··· Given entries

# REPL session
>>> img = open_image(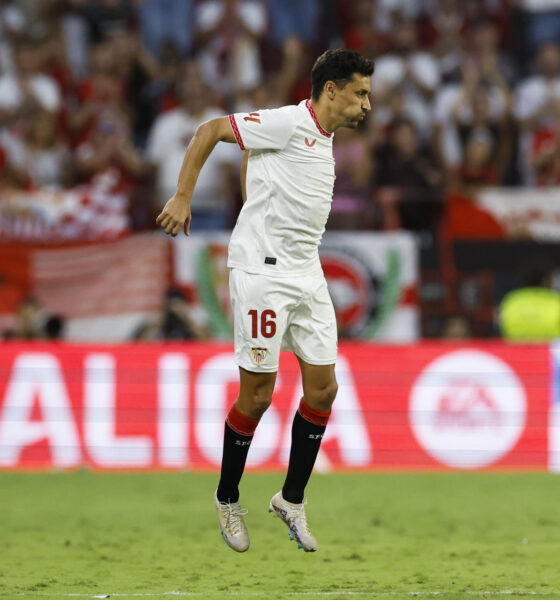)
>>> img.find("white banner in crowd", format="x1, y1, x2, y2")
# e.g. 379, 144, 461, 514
476, 187, 560, 242
174, 232, 419, 342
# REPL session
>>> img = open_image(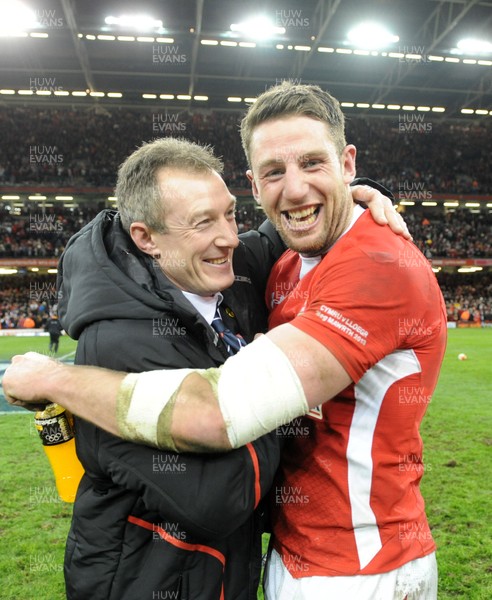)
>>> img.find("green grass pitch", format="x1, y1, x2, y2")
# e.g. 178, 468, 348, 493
0, 328, 492, 600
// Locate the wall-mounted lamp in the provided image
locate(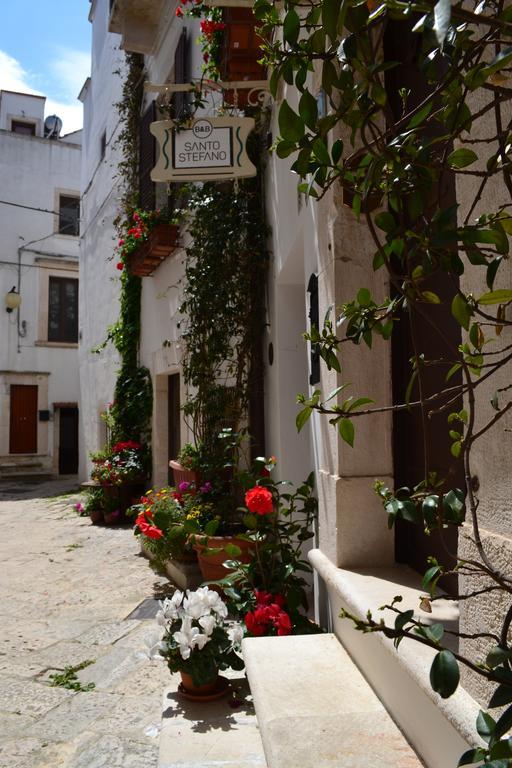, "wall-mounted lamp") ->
[5,285,21,312]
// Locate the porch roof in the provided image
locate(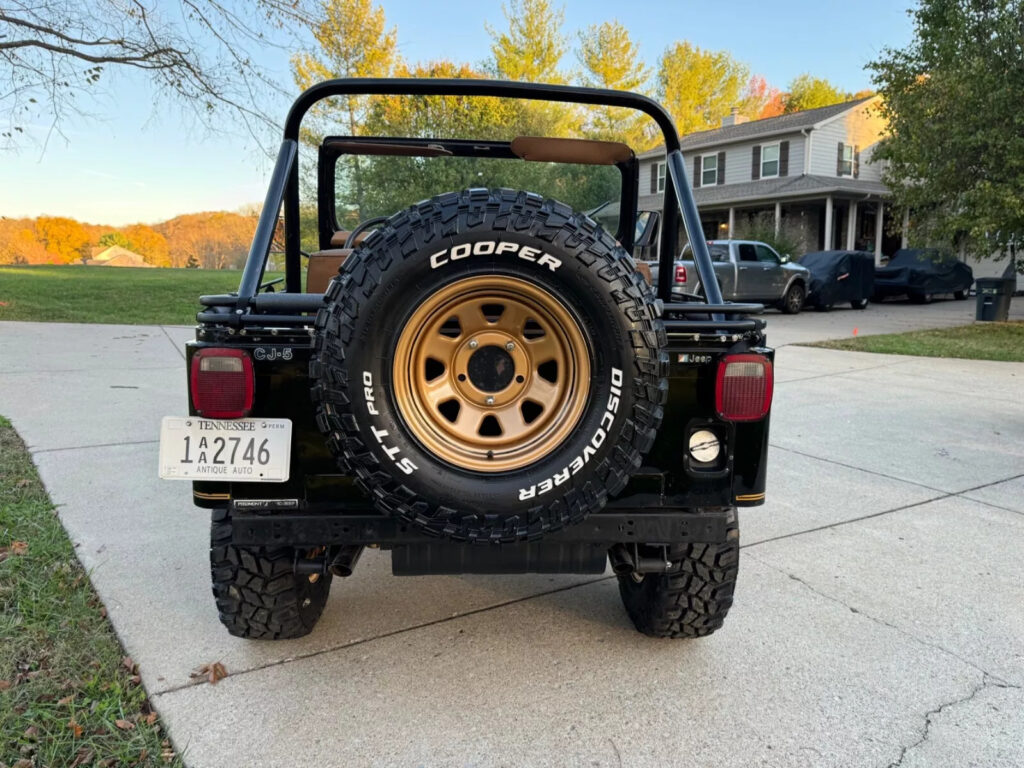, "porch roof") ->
[693,175,889,209]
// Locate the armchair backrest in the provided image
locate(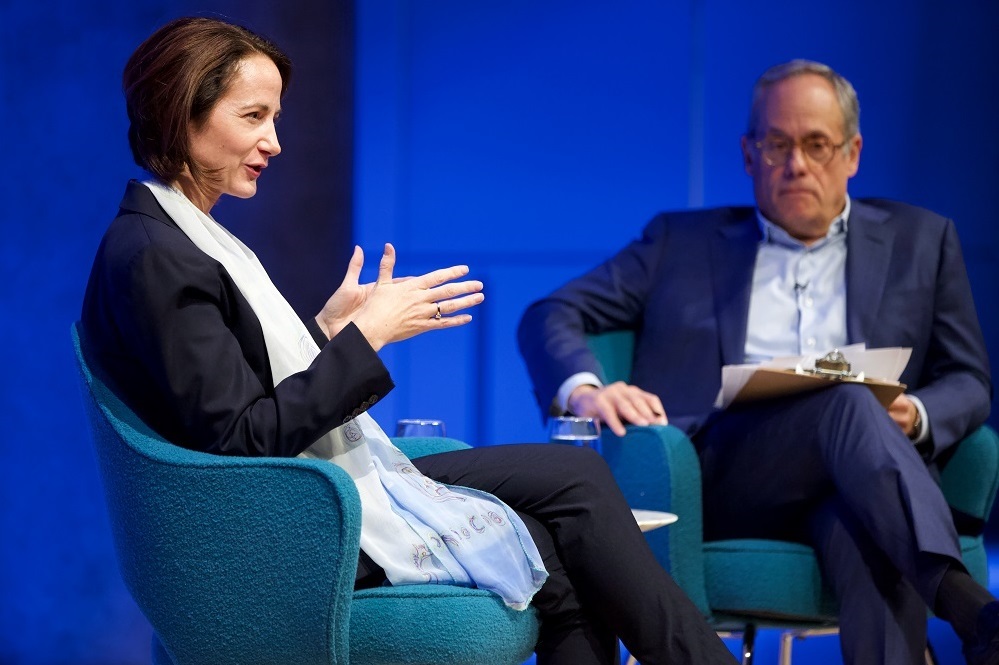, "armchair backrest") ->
[72,323,360,664]
[586,330,635,383]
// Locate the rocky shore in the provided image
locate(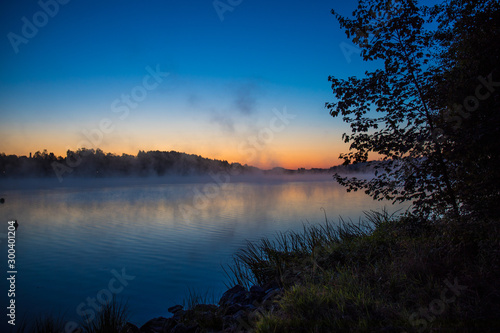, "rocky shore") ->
[120,285,283,333]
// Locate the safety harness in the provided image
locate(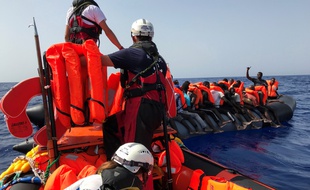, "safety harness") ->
[69,0,102,46]
[121,41,165,98]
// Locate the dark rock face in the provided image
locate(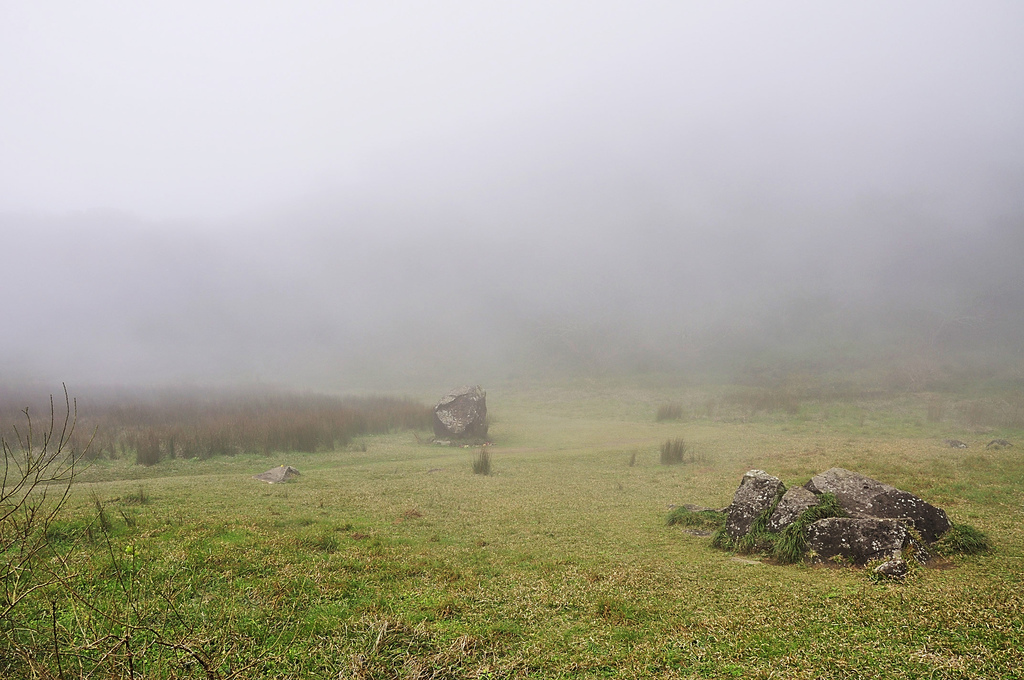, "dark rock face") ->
[807,517,912,565]
[725,470,785,539]
[874,557,910,581]
[807,468,952,543]
[434,386,487,439]
[768,486,818,532]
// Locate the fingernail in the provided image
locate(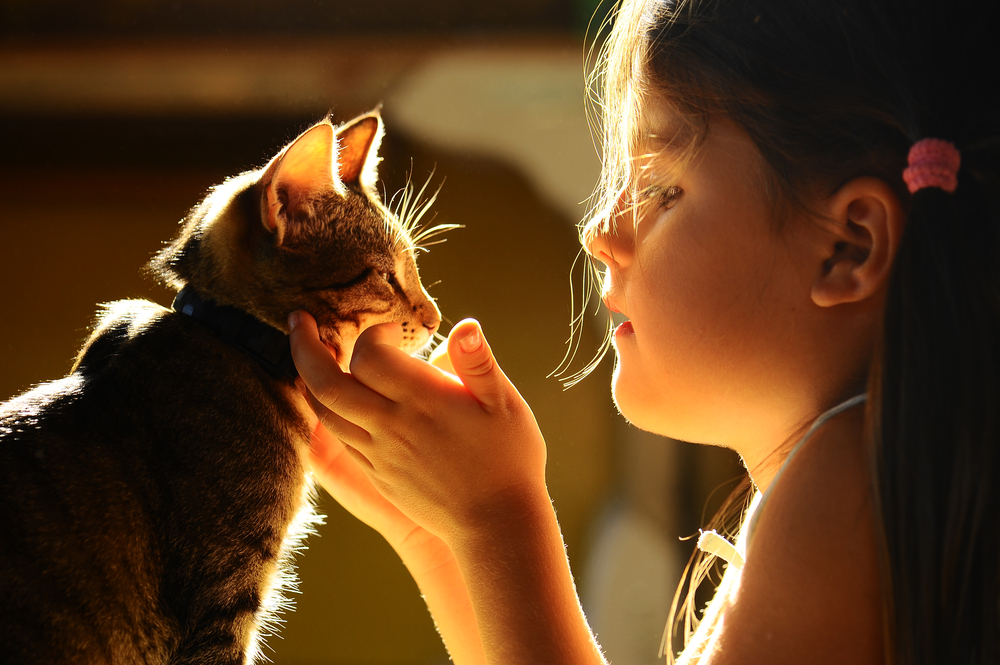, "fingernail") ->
[458,328,483,353]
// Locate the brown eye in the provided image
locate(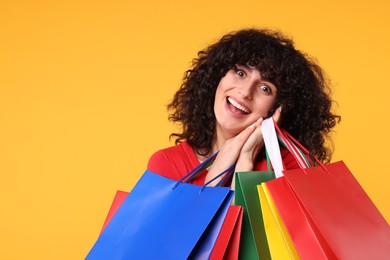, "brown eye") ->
[260,85,272,93]
[236,70,245,77]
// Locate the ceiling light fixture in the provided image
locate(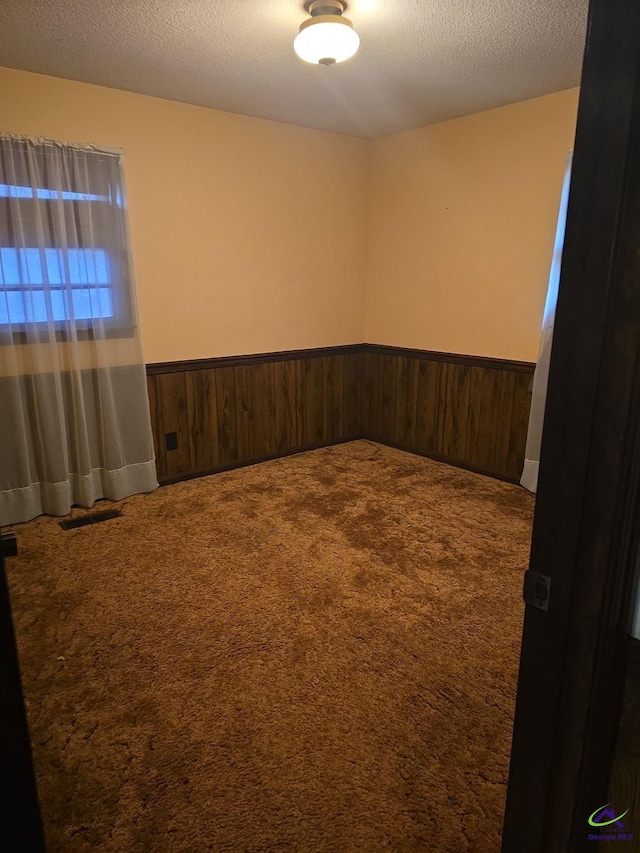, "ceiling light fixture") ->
[293,0,360,65]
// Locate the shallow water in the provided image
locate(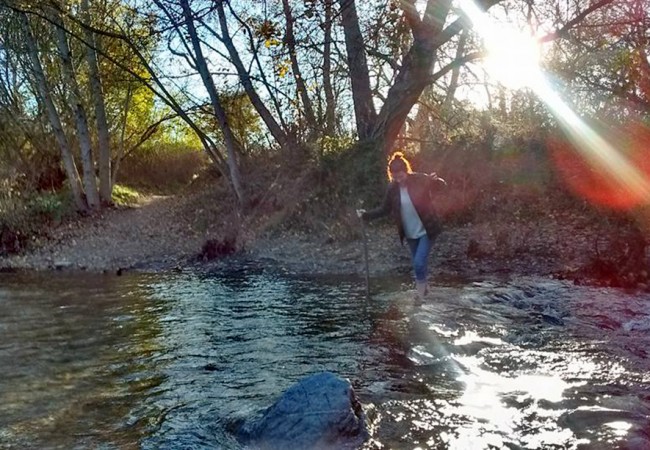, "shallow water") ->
[0,266,650,449]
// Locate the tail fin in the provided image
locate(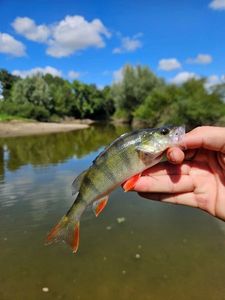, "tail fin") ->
[47,216,80,253]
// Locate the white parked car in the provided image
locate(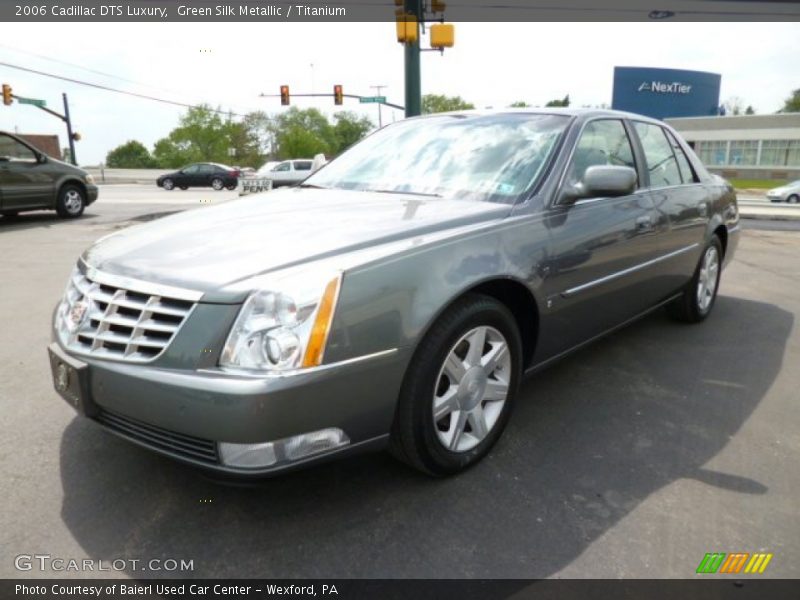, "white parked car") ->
[767,179,800,204]
[259,158,314,188]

······

_Task to carry out_
How many of the lines above contain the string "provided"? Reply with the number only.

_Output for this task_
12